Image point annotation lines:

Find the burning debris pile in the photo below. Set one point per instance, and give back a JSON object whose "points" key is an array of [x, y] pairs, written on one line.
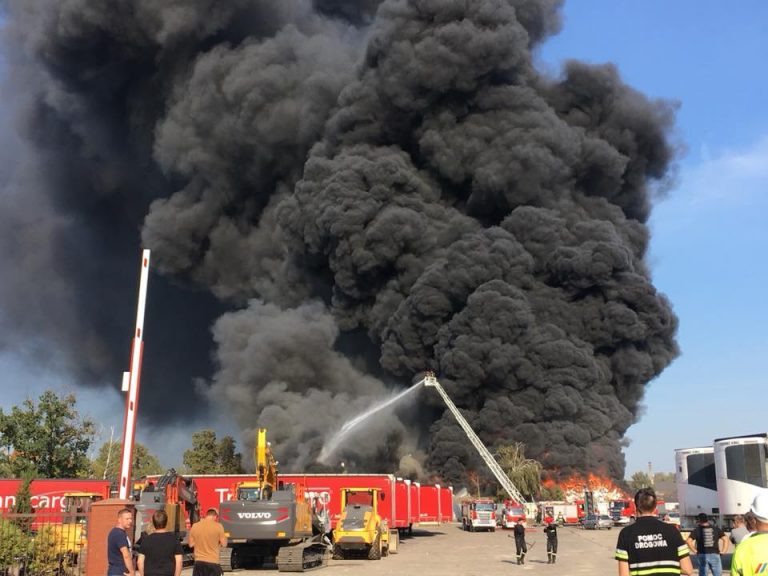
{"points": [[573, 487], [349, 193]]}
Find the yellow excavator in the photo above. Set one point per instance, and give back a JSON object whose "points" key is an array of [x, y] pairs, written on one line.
{"points": [[267, 519], [69, 537], [361, 530]]}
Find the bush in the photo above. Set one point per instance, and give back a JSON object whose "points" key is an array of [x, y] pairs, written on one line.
{"points": [[14, 544]]}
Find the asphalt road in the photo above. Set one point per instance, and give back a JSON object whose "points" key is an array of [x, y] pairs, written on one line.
{"points": [[446, 550]]}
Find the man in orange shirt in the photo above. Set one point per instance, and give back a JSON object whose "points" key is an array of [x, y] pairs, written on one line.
{"points": [[207, 538]]}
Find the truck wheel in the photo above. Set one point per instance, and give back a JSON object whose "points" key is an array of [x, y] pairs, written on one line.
{"points": [[374, 552]]}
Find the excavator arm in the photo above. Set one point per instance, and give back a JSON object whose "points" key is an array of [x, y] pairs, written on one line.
{"points": [[266, 465]]}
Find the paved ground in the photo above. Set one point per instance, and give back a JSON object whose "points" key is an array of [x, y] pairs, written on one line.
{"points": [[447, 550]]}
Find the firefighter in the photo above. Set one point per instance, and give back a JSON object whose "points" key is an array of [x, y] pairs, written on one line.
{"points": [[520, 546], [551, 532]]}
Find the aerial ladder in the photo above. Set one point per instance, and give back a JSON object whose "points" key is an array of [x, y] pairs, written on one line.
{"points": [[431, 381]]}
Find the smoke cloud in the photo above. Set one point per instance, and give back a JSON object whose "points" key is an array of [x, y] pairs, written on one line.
{"points": [[338, 195]]}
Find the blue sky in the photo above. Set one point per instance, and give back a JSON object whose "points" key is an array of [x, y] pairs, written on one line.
{"points": [[709, 233]]}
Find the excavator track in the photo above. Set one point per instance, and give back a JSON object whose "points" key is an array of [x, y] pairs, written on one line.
{"points": [[304, 556]]}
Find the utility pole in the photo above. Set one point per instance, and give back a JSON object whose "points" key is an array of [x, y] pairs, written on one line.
{"points": [[131, 381]]}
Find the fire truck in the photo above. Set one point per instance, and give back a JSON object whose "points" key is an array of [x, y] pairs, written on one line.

● EXERCISE
Quote all of the lines above word for word, leaving out the pictures.

● THE COMPLETED TASK
Find the burning debris pile in the photo below. Set one point per instance, and give back a JSON object whose "points" key is an array of [x, y] pairs, written on one line.
{"points": [[573, 487], [349, 193]]}
Find the yellow excavator in the photo above. Set one point per instance, and give back a JSON object whose "points" key is an array of [x, y] pairs, written on one line.
{"points": [[267, 519], [69, 537], [361, 530]]}
Find the bush in the photo above. Set one point per instance, and give back a JSON object whose "points" key is an array of [x, y] pairs, written on one line.
{"points": [[14, 544]]}
Find the asphalt road in the photo above. Set one point per instance, and give back a JSON object whose "points" key is an array of [x, y] pairs, written on one line.
{"points": [[446, 550]]}
Find the man in orange shirt in the photo above. Set one point per instance, and give back a JSON object whose "points" key is an array of [x, y] pairs, written on one line.
{"points": [[207, 538]]}
Find the truck wheel in the photo above. Set one point per instance, and give back a JSON object whose "points" key is an array of [x, y] pairs, written on one line.
{"points": [[374, 552]]}
Find the excavator arm in the photo above. Set one point per instance, and give back a JSON object whose "points" key is an array of [x, y] pairs, written on one line.
{"points": [[266, 465]]}
Find the paved ground in the photo above. Set one point per instance, and give back a JSON object whose "points" key is an array of [x, y] pairs, written on one line.
{"points": [[447, 550]]}
Find the firefighter in the photo above. Set one point per instance, and give back a JSON object whose "points" key is an array of [x, y] pairs, written on one line.
{"points": [[520, 546], [551, 532]]}
Find the aerial ladder in the photo above. Set one point per instance, and give back a JSON object whose "points" key is an array of [x, y] pairs, written on one line.
{"points": [[431, 381]]}
Find the smoke cloud in the photo above. Set one point per instance, and give back a JSON object whose "points" key is an array of [x, y] pairs, written on one line.
{"points": [[338, 195]]}
Find the blue sky in the photo above. Set one point per instance, and give back a JSON object whose "points" key is an array of [x, y] pairs, written on one line.
{"points": [[709, 233]]}
Find the excavator track in the photo above. Set one point per instance, and give back a JSON object whose "points" key is an array of [x, y] pairs, written on one line.
{"points": [[304, 556]]}
Find the utility pole in the photo above. Set one point per instance, and give back a JSON object whose "points" key is an array of [x, y] pairs, written on one line.
{"points": [[131, 381]]}
Find the fire truck in the photo above. Set one point per instance, and give back a JSON object whose "points" key is an array of [x, y] pairs, written on one line.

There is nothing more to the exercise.